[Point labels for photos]
— START —

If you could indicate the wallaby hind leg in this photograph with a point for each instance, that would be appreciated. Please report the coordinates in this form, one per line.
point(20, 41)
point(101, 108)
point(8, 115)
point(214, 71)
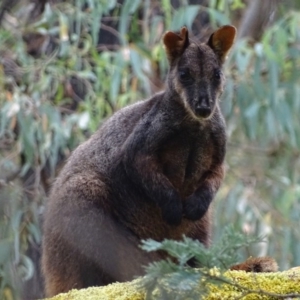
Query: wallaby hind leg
point(84, 245)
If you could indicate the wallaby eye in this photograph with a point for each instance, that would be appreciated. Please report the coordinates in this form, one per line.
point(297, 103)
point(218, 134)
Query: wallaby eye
point(218, 74)
point(185, 75)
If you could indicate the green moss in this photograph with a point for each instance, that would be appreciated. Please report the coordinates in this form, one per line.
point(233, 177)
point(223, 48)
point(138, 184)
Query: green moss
point(250, 285)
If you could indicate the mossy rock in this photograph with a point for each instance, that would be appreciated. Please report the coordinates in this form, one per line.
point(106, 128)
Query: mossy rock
point(248, 286)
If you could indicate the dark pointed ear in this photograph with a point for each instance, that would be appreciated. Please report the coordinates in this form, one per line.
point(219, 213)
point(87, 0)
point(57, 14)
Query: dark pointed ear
point(175, 44)
point(222, 40)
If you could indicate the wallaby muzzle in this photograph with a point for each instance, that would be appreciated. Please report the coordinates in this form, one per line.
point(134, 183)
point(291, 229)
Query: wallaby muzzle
point(203, 107)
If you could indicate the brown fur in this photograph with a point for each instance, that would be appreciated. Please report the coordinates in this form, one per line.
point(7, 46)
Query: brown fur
point(257, 265)
point(151, 171)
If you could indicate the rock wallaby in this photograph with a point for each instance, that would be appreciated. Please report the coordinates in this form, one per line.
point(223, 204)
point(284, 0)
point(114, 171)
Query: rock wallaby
point(150, 171)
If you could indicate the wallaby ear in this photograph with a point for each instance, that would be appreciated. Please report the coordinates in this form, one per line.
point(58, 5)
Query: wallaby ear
point(222, 40)
point(175, 44)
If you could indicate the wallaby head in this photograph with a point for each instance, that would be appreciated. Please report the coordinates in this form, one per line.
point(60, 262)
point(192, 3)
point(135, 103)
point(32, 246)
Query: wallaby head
point(196, 69)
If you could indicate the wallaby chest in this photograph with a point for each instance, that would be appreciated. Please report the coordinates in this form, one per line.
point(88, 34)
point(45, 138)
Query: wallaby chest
point(187, 157)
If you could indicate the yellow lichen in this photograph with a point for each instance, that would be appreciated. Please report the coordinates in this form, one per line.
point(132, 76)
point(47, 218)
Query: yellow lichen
point(247, 285)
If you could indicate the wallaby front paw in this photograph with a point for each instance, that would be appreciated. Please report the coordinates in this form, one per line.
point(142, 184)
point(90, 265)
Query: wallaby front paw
point(194, 208)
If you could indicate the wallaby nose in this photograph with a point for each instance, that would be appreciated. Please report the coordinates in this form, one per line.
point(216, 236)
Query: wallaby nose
point(203, 108)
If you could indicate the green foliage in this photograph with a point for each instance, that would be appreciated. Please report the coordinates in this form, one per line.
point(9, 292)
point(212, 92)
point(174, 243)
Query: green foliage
point(175, 279)
point(41, 120)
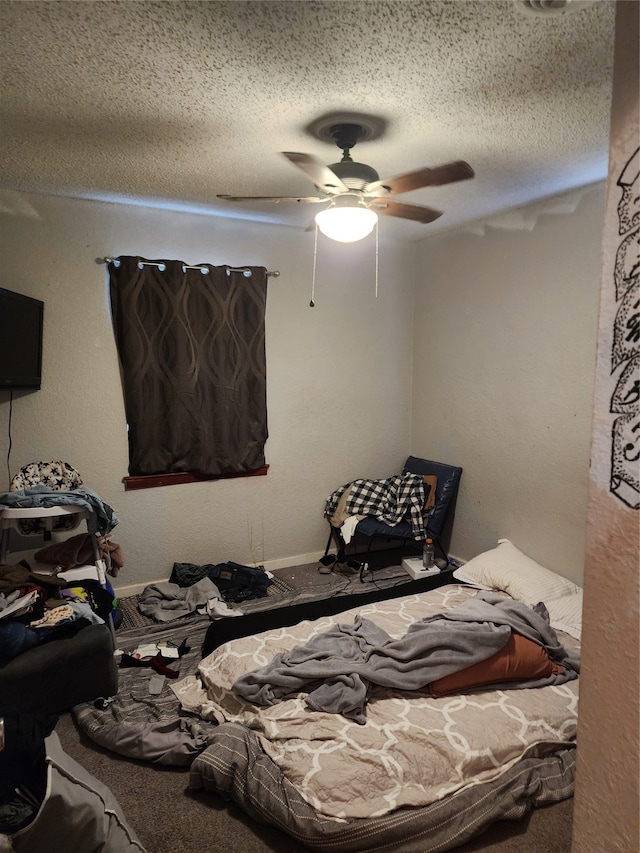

— END —

● **YOUR GOAL**
Copy out the listing above word for word, every line in its original order, but omit the pictures.

● **OUTPUT**
If you could indicate the wallaby hind leg in this photograph with a point for each instance, that would be appreciated. Please report the coordinates in this form, one per line.
point(20, 41)
point(101, 108)
point(8, 115)
point(214, 71)
Query: wallaby hind leg
point(84, 245)
If you could indicate the wallaby eye in this photograph with a point for each instance, that would be appreciated. Please report the coordinates in this form, one per line.
point(297, 103)
point(218, 134)
Query: wallaby eye
point(218, 74)
point(185, 75)
If you could indicate the green moss in this photograph with a point for each instance, that would be appreciated. Please report the coordinates in this form, one per line.
point(233, 177)
point(223, 48)
point(138, 184)
Query: green moss
point(250, 285)
If you could indicate the mossy rock in this photograph with a point for each instance, that would be appreciated. Please report the coordinates in this form, one per line.
point(106, 128)
Query: mossy rock
point(248, 286)
If you could indicate the dark pointed ear in this photograph with a point for each instance, that would be appreciated. Please report the coordinates in this form, one per line.
point(219, 213)
point(87, 0)
point(57, 14)
Query: dark pointed ear
point(175, 44)
point(222, 40)
If you could indicate the wallaby muzzle in this photograph with a point for each instance, that would be appreciated. Please report the coordinates in this form, one per line.
point(134, 183)
point(291, 229)
Query: wallaby muzzle
point(203, 107)
If you could indicate the brown fur in this photograph with a point for each instance, that would be appreciated. Please report the coordinates in this form, one per line.
point(7, 46)
Query: brown fur
point(257, 265)
point(151, 171)
If you could indicate the rock wallaby in this photograph with a point for each instance, that would be appreciated. Please report the coordinates in this form, one per line.
point(223, 204)
point(284, 0)
point(114, 171)
Query: rock wallaby
point(150, 171)
If you could indicate the wallaby ear in this photograph with a point for each instance, that would be appreciated. Please report the coordinates in this form, one per line.
point(58, 5)
Query: wallaby ear
point(222, 40)
point(175, 44)
If you could indicate the wallaby head in this photograph with a point for each instance, that would be appreciated. Please report the coordinates in this form, one per line.
point(60, 262)
point(192, 3)
point(135, 103)
point(32, 246)
Query: wallaby head
point(196, 69)
If you could indicate the wallaby chest in this photograph with a point for each instance, that would be appreciated. Please report the coordinates in this form, one per line.
point(88, 34)
point(45, 138)
Query: wallaby chest
point(187, 157)
If you could indicate the yellow lichen in this photograph with a point for each instance, that would be appreciated. Please report the coordinates in this form, one per line.
point(132, 76)
point(47, 218)
Query: yellow lichen
point(247, 285)
If you could indicate the wallaby front paw in this photograph with a point for each instance, that would be appreciated. Please report the coordinates in this form, one per line.
point(142, 184)
point(90, 265)
Query: wallaby front paw
point(194, 208)
If you could indicate the wallaby nose in this photograph with a point for each instance, that would be appreciated. Please report the coordinates in this form, one per line.
point(216, 236)
Query: wallaby nose
point(203, 108)
If you could indicate the green foliage in this photograph with a point for each instance, that would be appreciated. Please report the coordinates in this form, one per line.
point(9, 292)
point(212, 92)
point(174, 243)
Query: green foliage
point(175, 279)
point(41, 120)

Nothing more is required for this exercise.